The legend describes the killings and disappearances of some of the residents of Blair, Maryland (a fictitious town on the site of Burkittsville, Maryland) from the 18th to 20th centuries. Residents blamed these occurrences on the ghost of Elly Kedward, a Blair resident accused of practicing witchcraft in 1785 and sentenced to death by exposure. Curse of the Blair Witch presents the legend as real, complete with manufactured newspaper articles, newsreels, television news reports, and staged interviews.

==Release==
The Blair Witch Project premiered as a Midnight Screening on Saturday, January 23, 1999, at the Sundance Film Festival, and opened Wednesday, July 14, at the Angelika Film Center in New York City before expanding to 25 cities at the weekend. It expanded nationwide on July 30.

===Television broadcast===
For its basic cable premiere in October 2001 on FX, two deleted scenes were reinserted during the end credits of the film. Neither deleted scene had ever been officially released until Second Sight Films' Blu-ray release in November of 2024.

===Home media===
The Blair Witch Project was released on VHS and DVD on October 22, 1999 by Artisan, presented in a 1.33:1 windowboxed aspect ratio and Dolby Digital 2.0 audio. Special features include the documentary Curse of the Blair Witch, a five-minute Newly Discovered Footage, audio commentary, production notes, and cast and crew biographies. The audio commentary presents directors Daniel Myrick, Eduardo Sánchez, and producers Rob Cowie, Mike Monello and Gregg Hale, in which they discuss the film's production. The Curse of the Blair Witch feature provides an in-depth look inside the creation of the film. More than $15 million was spent to market the home video release of the film.

The film's Blu-ray version was released on October 5, 2010, by Lionsgate. Best Buy and Lionsgate had an exclusive release of the Blu-ray made available on August 29 the same year. Additionally, in 2024, British label Second Sight Films completed a restored version of the film from new digital transfers of the video & film elements, approved by the producers and directors, which was released in the UK on November 11 that year.

AIM A:
Please answer these questions using the text on The Blair Witch Project:
(i) At which venue did the film open on Wednesday, July 14?
(ii) On which channel did the film have its basic cable premiere in October 2001?
(iii) How much money was spent to market the home video release?
AIM B:
Extend the text on The Blair Witch Project with the section that would come next after its final sentence.

DATA SUPPLIED:
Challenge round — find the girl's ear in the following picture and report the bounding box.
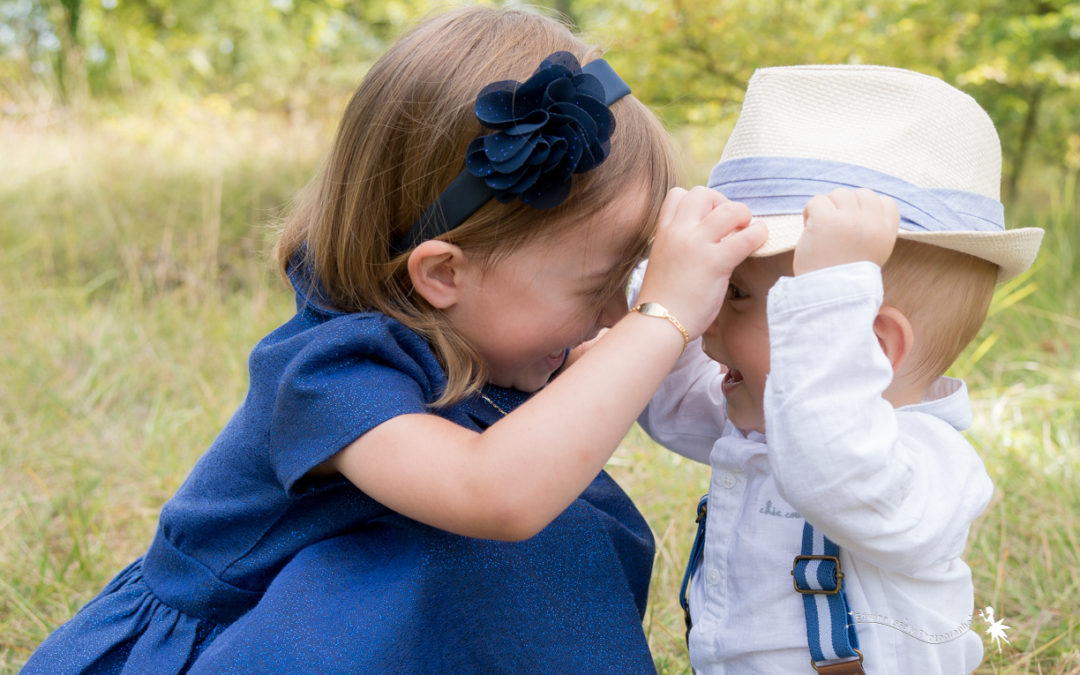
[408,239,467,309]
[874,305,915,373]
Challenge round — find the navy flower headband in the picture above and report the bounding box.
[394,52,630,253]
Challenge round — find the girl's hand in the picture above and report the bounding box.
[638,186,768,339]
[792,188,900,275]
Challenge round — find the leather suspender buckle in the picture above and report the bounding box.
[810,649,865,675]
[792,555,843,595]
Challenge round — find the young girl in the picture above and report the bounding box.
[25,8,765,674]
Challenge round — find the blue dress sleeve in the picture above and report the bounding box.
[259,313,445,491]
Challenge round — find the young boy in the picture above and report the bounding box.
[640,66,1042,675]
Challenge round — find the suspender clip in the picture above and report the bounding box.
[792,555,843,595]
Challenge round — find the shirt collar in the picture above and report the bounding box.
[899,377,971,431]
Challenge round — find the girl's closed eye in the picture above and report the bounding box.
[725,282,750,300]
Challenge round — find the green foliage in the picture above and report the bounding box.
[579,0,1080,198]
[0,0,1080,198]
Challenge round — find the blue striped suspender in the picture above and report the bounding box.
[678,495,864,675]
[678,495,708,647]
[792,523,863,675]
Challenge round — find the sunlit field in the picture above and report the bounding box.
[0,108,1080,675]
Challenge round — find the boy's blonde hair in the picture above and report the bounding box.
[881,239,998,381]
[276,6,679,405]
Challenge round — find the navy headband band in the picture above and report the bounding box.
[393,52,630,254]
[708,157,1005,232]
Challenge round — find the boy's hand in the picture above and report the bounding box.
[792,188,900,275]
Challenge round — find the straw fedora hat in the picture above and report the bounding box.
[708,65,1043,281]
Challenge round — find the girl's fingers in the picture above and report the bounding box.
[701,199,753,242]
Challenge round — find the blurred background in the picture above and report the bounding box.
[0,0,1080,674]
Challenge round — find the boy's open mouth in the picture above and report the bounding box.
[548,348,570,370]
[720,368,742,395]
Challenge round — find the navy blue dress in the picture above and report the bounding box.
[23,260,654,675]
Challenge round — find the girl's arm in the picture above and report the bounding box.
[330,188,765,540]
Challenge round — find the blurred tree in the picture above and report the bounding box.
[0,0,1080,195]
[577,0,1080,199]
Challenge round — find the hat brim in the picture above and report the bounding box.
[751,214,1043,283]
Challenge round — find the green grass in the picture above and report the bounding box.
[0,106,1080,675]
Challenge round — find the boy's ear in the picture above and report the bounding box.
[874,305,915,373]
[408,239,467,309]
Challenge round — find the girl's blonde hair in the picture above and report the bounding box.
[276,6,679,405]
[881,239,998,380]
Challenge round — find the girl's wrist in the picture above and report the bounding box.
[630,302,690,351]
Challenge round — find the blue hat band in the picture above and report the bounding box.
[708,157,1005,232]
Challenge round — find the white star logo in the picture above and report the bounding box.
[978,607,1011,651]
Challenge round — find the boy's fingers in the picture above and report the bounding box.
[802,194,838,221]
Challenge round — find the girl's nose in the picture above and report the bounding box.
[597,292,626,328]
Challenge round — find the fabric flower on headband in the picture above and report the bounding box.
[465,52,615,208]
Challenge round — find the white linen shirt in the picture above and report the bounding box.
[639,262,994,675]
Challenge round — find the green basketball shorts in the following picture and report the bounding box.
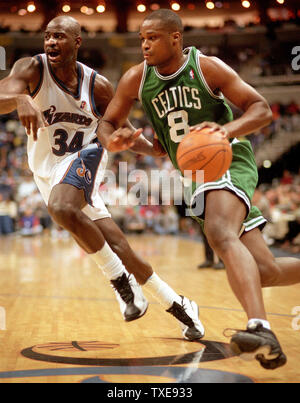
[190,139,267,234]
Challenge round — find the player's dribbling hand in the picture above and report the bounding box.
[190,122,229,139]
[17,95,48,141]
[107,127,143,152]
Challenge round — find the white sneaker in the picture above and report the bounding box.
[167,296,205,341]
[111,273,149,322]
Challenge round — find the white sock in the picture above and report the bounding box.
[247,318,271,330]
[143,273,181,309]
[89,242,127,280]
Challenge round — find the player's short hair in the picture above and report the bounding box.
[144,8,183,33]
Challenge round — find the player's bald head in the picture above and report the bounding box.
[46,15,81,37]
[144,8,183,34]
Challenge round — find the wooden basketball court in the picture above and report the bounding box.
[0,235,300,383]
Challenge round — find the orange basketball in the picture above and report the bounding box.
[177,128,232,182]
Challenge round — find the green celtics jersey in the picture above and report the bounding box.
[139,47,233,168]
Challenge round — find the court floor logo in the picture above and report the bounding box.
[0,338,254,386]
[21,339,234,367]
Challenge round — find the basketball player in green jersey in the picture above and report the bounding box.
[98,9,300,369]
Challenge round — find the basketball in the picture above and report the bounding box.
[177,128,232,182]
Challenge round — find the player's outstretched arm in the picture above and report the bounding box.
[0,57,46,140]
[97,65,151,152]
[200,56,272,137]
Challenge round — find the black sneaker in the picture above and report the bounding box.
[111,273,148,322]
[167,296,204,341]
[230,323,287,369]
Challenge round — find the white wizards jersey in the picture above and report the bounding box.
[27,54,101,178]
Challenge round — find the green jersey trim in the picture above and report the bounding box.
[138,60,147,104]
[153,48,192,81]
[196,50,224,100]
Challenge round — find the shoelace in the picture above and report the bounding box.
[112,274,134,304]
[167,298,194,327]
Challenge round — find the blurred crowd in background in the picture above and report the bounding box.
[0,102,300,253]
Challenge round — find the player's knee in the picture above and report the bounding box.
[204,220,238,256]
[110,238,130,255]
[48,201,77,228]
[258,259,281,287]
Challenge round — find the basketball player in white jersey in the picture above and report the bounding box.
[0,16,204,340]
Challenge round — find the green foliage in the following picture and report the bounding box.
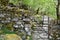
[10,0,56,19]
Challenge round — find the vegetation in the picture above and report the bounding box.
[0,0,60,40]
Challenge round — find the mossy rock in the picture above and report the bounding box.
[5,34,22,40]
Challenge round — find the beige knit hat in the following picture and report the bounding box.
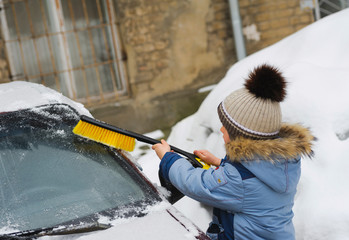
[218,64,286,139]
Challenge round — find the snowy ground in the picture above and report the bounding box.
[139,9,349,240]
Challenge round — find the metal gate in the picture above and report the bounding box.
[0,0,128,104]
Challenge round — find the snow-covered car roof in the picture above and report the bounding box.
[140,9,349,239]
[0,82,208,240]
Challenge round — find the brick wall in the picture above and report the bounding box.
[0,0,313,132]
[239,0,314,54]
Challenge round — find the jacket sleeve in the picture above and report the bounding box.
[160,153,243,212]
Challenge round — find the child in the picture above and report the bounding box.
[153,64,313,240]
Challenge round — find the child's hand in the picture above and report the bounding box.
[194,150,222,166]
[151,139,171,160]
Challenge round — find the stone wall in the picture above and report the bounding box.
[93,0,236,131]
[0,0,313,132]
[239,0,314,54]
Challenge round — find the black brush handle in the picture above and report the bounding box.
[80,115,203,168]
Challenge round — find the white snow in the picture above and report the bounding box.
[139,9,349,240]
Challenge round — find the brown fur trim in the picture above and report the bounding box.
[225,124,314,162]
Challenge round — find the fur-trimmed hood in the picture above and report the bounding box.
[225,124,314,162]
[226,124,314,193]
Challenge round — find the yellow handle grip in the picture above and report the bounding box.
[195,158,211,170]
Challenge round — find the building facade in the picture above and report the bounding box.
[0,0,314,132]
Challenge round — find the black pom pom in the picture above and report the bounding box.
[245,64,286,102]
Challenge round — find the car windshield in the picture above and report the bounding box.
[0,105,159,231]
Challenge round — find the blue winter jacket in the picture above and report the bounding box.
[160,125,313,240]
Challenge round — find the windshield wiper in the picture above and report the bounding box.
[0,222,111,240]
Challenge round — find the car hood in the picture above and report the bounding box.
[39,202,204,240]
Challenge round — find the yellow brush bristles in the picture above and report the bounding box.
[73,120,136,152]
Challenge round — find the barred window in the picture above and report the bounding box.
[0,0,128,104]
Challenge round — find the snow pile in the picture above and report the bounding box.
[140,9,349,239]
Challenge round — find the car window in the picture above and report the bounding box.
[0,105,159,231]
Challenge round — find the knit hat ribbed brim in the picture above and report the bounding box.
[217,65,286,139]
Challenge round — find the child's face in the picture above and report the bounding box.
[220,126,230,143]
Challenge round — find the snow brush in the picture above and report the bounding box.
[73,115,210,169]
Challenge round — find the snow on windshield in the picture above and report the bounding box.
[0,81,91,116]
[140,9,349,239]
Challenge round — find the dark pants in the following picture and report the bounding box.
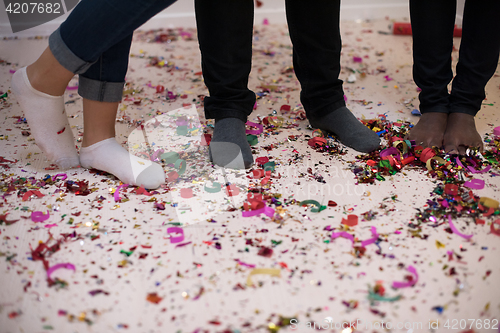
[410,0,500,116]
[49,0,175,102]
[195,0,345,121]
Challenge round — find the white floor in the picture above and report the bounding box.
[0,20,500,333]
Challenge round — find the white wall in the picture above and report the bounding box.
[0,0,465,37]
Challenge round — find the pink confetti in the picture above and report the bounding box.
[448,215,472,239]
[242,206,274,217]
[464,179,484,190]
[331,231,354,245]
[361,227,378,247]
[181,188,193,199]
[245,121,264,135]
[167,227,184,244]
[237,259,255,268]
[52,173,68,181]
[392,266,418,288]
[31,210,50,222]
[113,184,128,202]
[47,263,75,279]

==

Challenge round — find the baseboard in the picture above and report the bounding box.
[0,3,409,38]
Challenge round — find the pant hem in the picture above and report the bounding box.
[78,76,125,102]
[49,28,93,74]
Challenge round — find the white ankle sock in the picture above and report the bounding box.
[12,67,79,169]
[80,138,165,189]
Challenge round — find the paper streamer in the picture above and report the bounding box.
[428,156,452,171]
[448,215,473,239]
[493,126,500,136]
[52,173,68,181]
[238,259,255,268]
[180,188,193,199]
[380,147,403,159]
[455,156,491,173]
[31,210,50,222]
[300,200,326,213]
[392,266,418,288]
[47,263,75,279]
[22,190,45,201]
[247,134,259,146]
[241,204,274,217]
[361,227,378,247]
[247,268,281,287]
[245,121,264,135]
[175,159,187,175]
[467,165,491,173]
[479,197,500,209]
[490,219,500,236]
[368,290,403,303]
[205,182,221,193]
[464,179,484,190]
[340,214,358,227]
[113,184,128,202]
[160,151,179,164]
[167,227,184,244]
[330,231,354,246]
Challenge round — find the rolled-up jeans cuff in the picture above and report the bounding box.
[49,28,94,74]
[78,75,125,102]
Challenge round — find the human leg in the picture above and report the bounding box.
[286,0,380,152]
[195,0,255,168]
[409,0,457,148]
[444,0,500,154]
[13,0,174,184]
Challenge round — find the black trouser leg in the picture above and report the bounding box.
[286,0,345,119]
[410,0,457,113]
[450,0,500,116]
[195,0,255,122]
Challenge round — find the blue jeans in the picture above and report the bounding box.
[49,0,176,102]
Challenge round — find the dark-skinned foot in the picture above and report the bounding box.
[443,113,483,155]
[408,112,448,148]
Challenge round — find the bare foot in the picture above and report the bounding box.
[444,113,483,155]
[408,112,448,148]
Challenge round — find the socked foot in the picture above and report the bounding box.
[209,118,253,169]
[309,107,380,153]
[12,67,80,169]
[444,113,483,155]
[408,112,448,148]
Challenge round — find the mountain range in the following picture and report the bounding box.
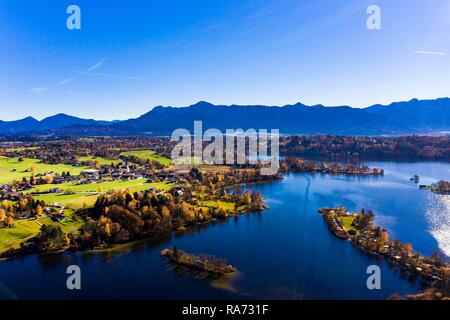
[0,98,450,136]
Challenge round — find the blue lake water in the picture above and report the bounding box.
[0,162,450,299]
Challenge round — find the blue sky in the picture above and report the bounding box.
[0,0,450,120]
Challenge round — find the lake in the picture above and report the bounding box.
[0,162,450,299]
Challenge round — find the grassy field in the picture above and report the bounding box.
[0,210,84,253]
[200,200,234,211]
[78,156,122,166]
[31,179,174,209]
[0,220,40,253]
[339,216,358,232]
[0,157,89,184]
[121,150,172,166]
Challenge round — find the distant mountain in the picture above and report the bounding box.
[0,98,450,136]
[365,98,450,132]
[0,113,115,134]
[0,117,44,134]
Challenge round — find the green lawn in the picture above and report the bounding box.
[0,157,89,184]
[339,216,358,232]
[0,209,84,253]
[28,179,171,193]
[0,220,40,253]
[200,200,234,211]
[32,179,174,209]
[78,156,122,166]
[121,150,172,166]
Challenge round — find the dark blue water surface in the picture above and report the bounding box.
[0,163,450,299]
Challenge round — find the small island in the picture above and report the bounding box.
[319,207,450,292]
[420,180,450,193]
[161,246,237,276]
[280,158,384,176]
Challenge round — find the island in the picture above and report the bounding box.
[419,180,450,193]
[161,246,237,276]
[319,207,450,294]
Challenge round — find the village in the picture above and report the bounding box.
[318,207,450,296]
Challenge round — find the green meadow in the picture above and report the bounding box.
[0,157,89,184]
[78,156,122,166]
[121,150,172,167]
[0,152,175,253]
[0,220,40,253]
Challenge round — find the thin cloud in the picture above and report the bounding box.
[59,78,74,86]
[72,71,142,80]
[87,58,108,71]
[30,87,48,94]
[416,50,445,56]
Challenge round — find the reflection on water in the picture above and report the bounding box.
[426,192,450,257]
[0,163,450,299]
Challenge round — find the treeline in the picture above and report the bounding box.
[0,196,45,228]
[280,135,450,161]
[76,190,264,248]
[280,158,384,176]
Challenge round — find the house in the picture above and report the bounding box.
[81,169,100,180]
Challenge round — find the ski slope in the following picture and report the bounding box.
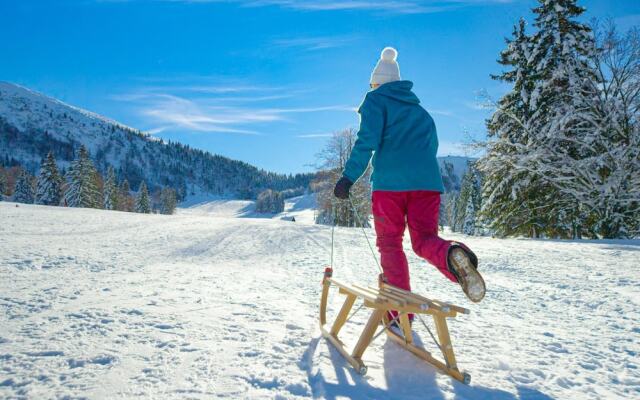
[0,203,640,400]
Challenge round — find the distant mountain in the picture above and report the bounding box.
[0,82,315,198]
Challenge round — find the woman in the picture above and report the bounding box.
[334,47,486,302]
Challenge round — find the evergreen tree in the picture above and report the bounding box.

RESPONSE A:
(i) The Angelika Film Center in New York City.
(ii) FX.
(iii) More than $15 million.

RESPONSE B:
==Reception==
===Box office===
The film earned $1.5 million from 27 theaters in its opening weekend, with a per-screen average of $56,002. The film expanded nationwide in its third weekend and grossed $29.2 million from 1,101 locations, placing at number two in the United States box office, behind only Runaway Bride. The film expanded further to 2,142 theaters and again finished in second place with a gross of $24.3 million in its fourth weekend, behind The Sixth Sense. The film dropped out of the top-ten list in its 10th weekend and by the end of its theatrical run, the film grossed $140.5 million in the US and Canada and grossed $108.1 million in other territories, for a worldwide gross of $248.6 million (over 4,000 times its original budget). It became the highest-grossing film to be picked up at a film festival, until it was surpassed by Obsession in 2026. The Blair Witch Project was the 10th highest-grossing film in the United States in 1999, and has earned the reputation of becoming a sleeper hit. In Italy it set an opening weekend record for a US film.

Because the filming was done by the actors using hand-held cameras, much of the footage is shaky, especially the final sequence in which a character is running down a set of stairs with the camera. Some audience members experienced motion sickness and vomited as a result.

===Critical response===

At a time when digital techniques can show us almost anything, The Blair Witch Project is a reminder that what really scares us is the stuff we can't see. The noise in the dark is almost always scarier than what makes the noise in the dark.
— —Roger Ebert, writing for the Chicago Sun-Times

The Blair Witch Project drew acclaim from critics. The review aggregation website Rotten Tomatoes gives the film a score of 86% based on 176 reviews from critics, with an average rating of 7.9/10. The website's consensus reads: "Full of creepy campfire scares, mock-doc The Blair Witch Project keeps audiences in the dark about its titular villain, proving once more that imagination can be as scary as anything onscreen." On Metacritic the film received a weighted average of 80 out of 100 based on 33 critics, indicating "generally positive reviews". Audience reception to the film, though, remains divided; those polled by CinemaScore gave it an average grade of "C+" on a scale of A+ to F.

The Blair Witch Projects found-footage technique received near-universal praise. Although this was not the first film to use it, the independent film was declared a milestone in film history due to its critical and box office success. Roger Ebert of the Chicago Sun-Times gave the film four stars, and called it "an extraordinarily effective horror film". Peter Travers of Rolling Stone called it "a groundbreaker in fright that reinvents scary for the new millennium". Todd McCarthy of Variety said: "An intensely imaginative piece of conceptual filmmaking that also delivers the goods as a dread-drenched horror movie, The Blair Witch Project puts a clever modern twist on the universal fear of the dark and things that go bump in the night". Lisa Schwarzbaum of Entertainment Weekly gave a grade of "B": "As a horror picture, the film may not be much more than a cheeky game, a novelty with the cool, blurry look of an avant-garde artifact. But as a manifestation of multimedia synergy, it's pretty spooky".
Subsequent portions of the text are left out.